Work task> Repeat the stretch of entries below from the line with "Query: red and white flag" through the line with "find black shoe". Include both ends and add nothing.

[Point-per-instance localization data]
..............................
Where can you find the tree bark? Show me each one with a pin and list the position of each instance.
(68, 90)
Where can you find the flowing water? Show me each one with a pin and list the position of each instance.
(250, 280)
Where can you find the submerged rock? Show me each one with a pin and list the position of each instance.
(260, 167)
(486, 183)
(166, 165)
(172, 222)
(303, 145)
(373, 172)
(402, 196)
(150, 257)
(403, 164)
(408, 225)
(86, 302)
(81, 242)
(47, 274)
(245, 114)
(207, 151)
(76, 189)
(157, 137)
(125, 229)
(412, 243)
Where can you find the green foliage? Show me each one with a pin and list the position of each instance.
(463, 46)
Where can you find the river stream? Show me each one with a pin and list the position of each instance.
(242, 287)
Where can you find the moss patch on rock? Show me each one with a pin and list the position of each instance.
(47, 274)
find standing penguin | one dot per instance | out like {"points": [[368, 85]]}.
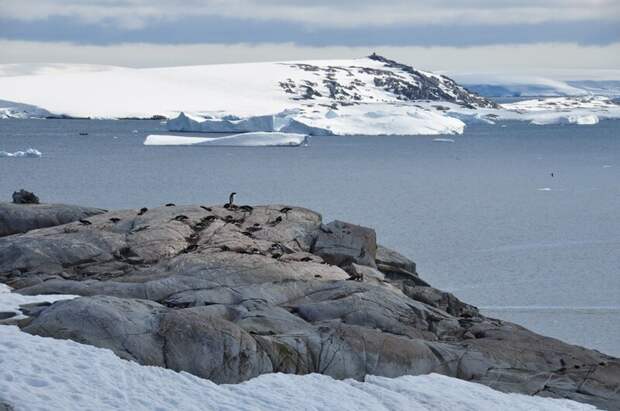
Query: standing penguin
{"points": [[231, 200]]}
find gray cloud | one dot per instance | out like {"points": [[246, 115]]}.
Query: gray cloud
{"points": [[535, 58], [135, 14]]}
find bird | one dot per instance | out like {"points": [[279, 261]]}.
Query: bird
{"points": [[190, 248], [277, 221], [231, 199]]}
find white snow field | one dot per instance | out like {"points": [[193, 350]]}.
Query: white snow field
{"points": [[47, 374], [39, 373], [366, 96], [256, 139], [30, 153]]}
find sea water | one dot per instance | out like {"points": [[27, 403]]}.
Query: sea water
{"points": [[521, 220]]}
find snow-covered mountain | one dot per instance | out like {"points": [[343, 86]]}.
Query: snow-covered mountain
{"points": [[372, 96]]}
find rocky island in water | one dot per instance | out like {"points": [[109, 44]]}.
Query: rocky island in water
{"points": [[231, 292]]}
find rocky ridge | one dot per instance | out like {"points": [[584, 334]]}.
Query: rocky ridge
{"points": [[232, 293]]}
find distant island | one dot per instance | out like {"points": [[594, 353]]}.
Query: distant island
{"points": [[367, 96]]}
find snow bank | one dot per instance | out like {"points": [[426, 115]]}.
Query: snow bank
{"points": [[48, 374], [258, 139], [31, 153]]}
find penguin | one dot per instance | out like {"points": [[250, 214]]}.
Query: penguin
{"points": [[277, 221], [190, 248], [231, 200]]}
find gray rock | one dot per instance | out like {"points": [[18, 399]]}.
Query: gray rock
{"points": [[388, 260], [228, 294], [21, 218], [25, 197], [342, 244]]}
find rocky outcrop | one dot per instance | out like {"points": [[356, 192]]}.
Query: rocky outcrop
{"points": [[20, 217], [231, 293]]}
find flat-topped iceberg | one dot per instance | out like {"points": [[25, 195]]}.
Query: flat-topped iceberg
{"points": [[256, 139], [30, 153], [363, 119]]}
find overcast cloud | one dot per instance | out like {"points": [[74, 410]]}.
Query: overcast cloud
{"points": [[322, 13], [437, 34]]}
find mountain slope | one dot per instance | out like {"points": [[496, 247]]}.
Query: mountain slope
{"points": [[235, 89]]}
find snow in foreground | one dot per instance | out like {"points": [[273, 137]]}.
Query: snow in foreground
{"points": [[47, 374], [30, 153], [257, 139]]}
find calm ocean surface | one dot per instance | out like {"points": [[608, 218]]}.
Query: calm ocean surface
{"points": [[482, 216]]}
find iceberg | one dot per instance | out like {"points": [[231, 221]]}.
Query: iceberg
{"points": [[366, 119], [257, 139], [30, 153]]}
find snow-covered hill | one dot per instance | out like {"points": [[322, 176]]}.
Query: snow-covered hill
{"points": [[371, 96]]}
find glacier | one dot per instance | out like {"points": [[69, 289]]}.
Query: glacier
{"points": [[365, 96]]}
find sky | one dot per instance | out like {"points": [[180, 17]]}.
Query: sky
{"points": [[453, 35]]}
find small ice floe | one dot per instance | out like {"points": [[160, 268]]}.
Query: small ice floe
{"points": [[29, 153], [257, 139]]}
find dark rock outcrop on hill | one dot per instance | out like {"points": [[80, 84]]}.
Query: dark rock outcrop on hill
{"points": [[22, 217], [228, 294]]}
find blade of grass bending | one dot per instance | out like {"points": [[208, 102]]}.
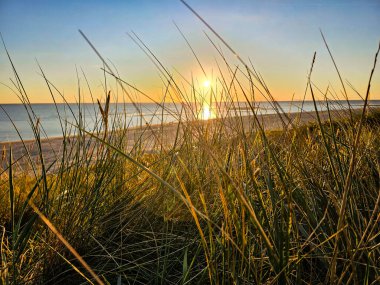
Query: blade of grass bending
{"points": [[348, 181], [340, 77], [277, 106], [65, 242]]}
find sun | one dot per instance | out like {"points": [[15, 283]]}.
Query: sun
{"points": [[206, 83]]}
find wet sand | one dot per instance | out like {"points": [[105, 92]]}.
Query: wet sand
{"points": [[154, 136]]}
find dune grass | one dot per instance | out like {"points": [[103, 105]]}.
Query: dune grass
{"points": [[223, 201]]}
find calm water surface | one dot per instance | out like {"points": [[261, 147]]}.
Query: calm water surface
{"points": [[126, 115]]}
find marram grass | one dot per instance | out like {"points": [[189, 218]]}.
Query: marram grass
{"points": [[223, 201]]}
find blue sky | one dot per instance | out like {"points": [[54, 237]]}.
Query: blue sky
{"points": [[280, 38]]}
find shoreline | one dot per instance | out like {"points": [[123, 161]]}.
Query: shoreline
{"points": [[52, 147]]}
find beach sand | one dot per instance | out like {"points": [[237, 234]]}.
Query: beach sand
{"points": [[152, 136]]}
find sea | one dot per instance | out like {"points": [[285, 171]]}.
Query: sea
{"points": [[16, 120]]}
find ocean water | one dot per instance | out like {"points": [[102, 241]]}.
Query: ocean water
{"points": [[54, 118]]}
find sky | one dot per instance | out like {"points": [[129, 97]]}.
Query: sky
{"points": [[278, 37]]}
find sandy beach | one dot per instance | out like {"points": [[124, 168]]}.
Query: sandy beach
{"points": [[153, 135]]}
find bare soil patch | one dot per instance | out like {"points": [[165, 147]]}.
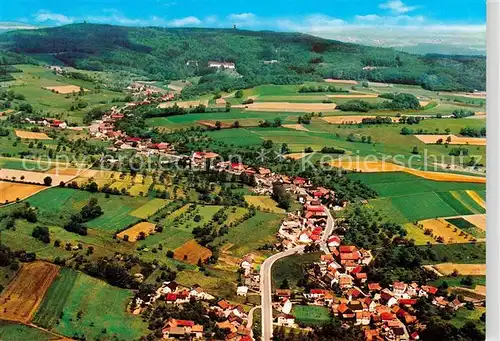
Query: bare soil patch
..............................
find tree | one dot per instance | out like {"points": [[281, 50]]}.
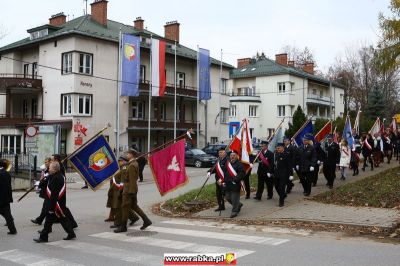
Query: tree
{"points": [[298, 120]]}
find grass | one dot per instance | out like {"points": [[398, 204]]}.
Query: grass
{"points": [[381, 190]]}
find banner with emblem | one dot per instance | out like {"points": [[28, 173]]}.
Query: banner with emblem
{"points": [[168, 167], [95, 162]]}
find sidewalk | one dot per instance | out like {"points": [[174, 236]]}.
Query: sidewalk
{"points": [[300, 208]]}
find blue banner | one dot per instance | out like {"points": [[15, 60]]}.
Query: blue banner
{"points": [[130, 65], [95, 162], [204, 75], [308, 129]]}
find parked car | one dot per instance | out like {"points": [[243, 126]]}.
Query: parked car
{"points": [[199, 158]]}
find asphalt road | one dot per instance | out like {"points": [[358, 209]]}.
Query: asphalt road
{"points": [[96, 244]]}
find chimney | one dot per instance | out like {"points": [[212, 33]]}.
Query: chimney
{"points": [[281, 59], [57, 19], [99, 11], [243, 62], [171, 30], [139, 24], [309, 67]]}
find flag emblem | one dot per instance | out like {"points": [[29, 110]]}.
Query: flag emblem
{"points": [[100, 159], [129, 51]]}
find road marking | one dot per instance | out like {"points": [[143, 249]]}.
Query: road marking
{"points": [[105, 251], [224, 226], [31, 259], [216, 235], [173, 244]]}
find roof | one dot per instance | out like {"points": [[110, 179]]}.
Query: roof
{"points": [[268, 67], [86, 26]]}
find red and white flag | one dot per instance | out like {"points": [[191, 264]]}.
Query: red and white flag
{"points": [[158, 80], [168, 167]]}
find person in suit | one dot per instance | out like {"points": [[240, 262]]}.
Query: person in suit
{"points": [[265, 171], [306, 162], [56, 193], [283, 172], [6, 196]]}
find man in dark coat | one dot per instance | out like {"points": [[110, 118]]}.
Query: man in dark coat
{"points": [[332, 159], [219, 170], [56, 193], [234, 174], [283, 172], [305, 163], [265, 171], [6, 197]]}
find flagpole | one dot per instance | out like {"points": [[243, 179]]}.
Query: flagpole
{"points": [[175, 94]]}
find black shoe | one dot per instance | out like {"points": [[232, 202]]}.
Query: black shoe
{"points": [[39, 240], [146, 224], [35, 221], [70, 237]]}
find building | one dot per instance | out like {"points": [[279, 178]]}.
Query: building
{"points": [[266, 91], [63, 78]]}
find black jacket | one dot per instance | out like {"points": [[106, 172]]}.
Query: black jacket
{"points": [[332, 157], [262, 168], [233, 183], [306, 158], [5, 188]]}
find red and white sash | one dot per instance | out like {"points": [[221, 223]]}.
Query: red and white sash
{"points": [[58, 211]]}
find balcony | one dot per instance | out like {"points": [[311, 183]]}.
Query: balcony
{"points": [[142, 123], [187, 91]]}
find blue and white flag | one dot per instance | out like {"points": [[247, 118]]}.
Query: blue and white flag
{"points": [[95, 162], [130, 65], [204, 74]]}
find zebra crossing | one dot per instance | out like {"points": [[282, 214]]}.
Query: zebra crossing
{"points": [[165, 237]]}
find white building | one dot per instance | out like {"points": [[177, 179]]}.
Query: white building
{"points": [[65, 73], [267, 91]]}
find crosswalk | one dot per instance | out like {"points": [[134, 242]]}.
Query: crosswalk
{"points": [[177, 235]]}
..............................
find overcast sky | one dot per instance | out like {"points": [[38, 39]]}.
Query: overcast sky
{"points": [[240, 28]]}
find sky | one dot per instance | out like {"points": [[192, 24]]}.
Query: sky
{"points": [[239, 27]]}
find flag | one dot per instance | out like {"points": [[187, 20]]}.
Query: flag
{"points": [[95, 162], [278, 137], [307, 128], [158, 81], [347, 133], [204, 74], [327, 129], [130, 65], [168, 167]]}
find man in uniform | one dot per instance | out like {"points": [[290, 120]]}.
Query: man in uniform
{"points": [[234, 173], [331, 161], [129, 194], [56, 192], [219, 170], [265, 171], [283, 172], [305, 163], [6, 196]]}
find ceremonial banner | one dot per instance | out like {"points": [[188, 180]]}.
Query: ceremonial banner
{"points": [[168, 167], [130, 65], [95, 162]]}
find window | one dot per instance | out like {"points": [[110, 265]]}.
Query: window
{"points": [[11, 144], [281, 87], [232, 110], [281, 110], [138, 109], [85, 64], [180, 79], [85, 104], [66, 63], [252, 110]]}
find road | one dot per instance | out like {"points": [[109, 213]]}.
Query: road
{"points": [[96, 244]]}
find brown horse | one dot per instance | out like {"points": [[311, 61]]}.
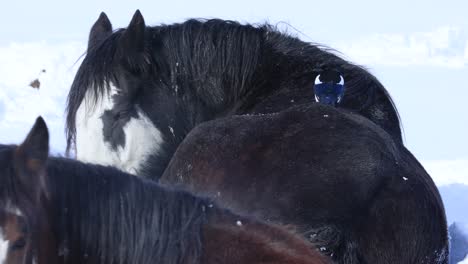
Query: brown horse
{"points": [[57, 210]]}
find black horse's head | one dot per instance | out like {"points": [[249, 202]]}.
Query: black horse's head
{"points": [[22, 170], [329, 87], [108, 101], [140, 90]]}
..............................
Response for this exercise>
Query: red and white flag
{"points": [[158, 80], [168, 167]]}
find person in suit | one dot per instance | out like {"points": [[240, 262]]}.
Query: person in suit
{"points": [[265, 171], [306, 162], [56, 193], [283, 172], [6, 196]]}
find man in dark coat | one dot per instance | out like {"points": [[110, 118]]}.
Query: man in dark coat
{"points": [[332, 159], [219, 170], [56, 193], [234, 174], [283, 172], [305, 163], [265, 171], [6, 197]]}
find flagpole | one dot per instance | out like {"points": [[243, 179]]}.
Query: flagpole
{"points": [[175, 94]]}
find black shoe | one dot per instance | out like {"points": [[232, 202]]}.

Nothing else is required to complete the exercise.